## LISTED ENTRIES
((

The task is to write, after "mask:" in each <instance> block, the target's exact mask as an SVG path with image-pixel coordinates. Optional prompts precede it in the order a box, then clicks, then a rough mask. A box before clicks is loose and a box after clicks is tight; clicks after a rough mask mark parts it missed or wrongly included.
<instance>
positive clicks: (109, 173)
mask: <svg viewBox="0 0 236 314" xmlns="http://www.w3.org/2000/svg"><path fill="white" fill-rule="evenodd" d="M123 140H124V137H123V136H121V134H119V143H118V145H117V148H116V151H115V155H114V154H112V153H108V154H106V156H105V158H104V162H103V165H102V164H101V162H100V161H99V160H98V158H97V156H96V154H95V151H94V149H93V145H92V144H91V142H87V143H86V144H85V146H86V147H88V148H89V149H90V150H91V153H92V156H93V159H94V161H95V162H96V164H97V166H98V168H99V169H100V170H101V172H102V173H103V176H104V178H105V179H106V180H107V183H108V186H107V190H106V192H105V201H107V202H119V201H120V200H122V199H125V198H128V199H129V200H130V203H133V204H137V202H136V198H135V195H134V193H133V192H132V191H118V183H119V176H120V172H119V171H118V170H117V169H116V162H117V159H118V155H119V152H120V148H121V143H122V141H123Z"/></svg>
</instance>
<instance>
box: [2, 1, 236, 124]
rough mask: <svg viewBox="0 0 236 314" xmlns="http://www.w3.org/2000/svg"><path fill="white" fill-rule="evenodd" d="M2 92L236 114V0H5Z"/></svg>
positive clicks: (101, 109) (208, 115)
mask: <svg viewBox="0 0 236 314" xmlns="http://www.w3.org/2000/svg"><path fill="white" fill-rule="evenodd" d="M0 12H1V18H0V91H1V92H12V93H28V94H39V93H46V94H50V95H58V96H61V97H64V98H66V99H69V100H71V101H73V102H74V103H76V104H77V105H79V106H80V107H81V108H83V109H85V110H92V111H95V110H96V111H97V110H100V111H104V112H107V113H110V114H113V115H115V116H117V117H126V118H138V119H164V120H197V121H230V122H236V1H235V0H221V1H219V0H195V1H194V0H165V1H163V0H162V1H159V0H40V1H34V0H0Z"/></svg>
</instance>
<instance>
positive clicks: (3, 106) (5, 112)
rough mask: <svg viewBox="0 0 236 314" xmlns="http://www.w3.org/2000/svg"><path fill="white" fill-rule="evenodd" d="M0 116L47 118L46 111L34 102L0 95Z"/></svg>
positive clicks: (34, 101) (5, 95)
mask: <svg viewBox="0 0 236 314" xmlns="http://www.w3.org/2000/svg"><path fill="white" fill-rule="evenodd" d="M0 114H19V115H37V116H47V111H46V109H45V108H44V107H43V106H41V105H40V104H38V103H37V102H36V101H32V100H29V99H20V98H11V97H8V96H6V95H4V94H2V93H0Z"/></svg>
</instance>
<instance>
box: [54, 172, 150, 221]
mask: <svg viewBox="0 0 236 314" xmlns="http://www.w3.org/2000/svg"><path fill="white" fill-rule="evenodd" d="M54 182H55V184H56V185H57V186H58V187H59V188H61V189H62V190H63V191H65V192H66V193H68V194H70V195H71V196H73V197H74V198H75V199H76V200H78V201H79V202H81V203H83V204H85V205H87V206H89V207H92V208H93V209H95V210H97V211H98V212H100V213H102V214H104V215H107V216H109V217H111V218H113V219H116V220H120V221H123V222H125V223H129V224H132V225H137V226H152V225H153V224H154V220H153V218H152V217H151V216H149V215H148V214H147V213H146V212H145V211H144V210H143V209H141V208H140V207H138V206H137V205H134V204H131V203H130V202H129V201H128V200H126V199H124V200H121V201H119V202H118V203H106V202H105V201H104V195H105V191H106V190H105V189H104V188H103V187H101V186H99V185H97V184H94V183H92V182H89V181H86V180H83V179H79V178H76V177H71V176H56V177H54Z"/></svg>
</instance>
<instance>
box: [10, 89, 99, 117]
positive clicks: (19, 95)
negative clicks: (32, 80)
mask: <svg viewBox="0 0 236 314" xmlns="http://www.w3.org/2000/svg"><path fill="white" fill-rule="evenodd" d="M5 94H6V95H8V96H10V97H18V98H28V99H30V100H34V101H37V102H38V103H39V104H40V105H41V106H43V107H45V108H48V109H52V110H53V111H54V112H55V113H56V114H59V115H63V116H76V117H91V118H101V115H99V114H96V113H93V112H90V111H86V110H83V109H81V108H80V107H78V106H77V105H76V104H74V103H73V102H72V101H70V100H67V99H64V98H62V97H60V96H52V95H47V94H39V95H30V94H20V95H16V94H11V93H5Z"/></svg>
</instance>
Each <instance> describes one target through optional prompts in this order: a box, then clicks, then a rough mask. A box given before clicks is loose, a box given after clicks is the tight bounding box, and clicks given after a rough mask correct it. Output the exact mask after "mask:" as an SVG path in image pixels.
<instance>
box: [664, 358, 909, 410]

))

## THE PROBLEM
Print out the whole of the material above exactly as it stands.

## EXERCISE ANSWER
The task is to write, after "mask:" in each <instance> block, the target's exact mask as an SVG path with image-pixel coordinates. Optional prompts precede it in the order a box, then clicks, then a rough mask. A box before clicks is loose and a box after clicks is tight; clicks after a rough mask mark parts it missed or wrongly included.
<instance>
positive clicks: (109, 173)
mask: <svg viewBox="0 0 236 314" xmlns="http://www.w3.org/2000/svg"><path fill="white" fill-rule="evenodd" d="M123 140H124V137H123V136H121V134H119V143H118V145H117V148H116V151H115V155H114V154H112V153H108V154H106V156H105V158H104V162H103V165H102V164H101V162H100V161H99V160H98V158H97V156H96V154H95V151H94V149H93V145H92V144H91V142H87V143H86V144H85V146H86V147H88V148H89V149H90V150H91V153H92V156H93V159H94V161H95V162H96V164H97V166H98V168H99V169H100V170H101V172H102V173H103V176H104V178H105V179H106V180H107V183H108V186H107V190H106V192H105V201H107V202H119V201H120V200H122V199H125V198H128V199H129V200H130V203H133V204H137V202H136V198H135V195H134V193H133V192H132V191H118V183H119V176H120V172H119V171H118V170H117V169H116V162H117V159H118V155H119V152H120V148H121V143H122V141H123Z"/></svg>
</instance>
<instance>
box: [2, 1, 236, 124]
rough mask: <svg viewBox="0 0 236 314" xmlns="http://www.w3.org/2000/svg"><path fill="white" fill-rule="evenodd" d="M2 92L236 114V0H5Z"/></svg>
positive clicks: (101, 109) (208, 115)
mask: <svg viewBox="0 0 236 314" xmlns="http://www.w3.org/2000/svg"><path fill="white" fill-rule="evenodd" d="M0 12H1V18H0V91H1V92H12V93H28V94H39V93H46V94H50V95H58V96H61V97H64V98H66V99H69V100H71V101H73V102H74V103H76V104H77V105H79V106H80V107H81V108H83V109H85V110H92V111H95V110H96V111H97V110H100V111H104V112H107V113H110V114H113V115H115V116H117V117H126V118H138V119H164V120H197V121H230V122H236V1H235V0H221V1H219V0H195V1H194V0H165V1H163V0H162V1H159V0H40V1H34V0H0Z"/></svg>
</instance>
<instance>
positive clicks: (3, 106) (5, 112)
rough mask: <svg viewBox="0 0 236 314" xmlns="http://www.w3.org/2000/svg"><path fill="white" fill-rule="evenodd" d="M0 116L47 118L46 111L34 102L0 95Z"/></svg>
positive clicks: (34, 101) (5, 95)
mask: <svg viewBox="0 0 236 314" xmlns="http://www.w3.org/2000/svg"><path fill="white" fill-rule="evenodd" d="M0 114H19V115H37V116H47V111H46V109H45V108H44V107H43V106H41V105H40V104H38V103H37V102H36V101H32V100H29V99H20V98H11V97H8V96H6V95H4V94H2V93H0Z"/></svg>
</instance>
<instance>
box: [54, 172, 150, 221]
mask: <svg viewBox="0 0 236 314" xmlns="http://www.w3.org/2000/svg"><path fill="white" fill-rule="evenodd" d="M54 182H55V184H56V185H57V186H58V187H59V188H61V189H62V190H63V191H65V192H66V193H68V194H70V195H71V196H73V197H74V198H75V199H76V200H78V201H79V202H81V203H83V204H85V205H87V206H89V207H92V208H93V209H95V210H97V211H98V212H100V213H102V214H104V215H107V216H109V217H111V218H113V219H116V220H120V221H123V222H125V223H129V224H132V225H137V226H152V225H153V224H154V220H153V218H152V217H151V216H149V215H148V214H147V213H146V212H145V211H144V210H143V209H141V208H140V207H138V206H137V205H134V204H131V203H130V202H129V201H128V200H126V199H124V200H121V201H119V202H118V203H106V202H105V201H104V195H105V191H106V190H105V189H104V188H103V187H101V186H99V185H97V184H94V183H92V182H89V181H86V180H83V179H79V178H76V177H71V176H56V177H54Z"/></svg>
</instance>
<instance>
box: [10, 89, 99, 117]
positive clicks: (19, 95)
negative clicks: (32, 80)
mask: <svg viewBox="0 0 236 314" xmlns="http://www.w3.org/2000/svg"><path fill="white" fill-rule="evenodd" d="M5 94H6V95H8V96H10V97H18V98H28V99H30V100H34V101H37V102H38V103H39V104H40V105H41V106H43V107H45V108H48V109H52V110H53V111H54V112H55V113H56V114H59V115H63V116H76V117H91V118H101V115H99V114H96V113H93V112H90V111H86V110H83V109H81V108H80V107H78V106H77V105H76V104H74V103H73V102H72V101H70V100H67V99H64V98H62V97H60V96H52V95H47V94H39V95H30V94H20V95H16V94H11V93H5Z"/></svg>
</instance>
Each <instance> describes one target through optional prompts in this order: a box, then clicks, then a rough mask. A box given before clicks is loose, a box given after clicks is the tight bounding box, and clicks given after a rough mask correct it. Output the exact mask after "mask:" as an SVG path in image pixels.
<instance>
box: [664, 358, 909, 410]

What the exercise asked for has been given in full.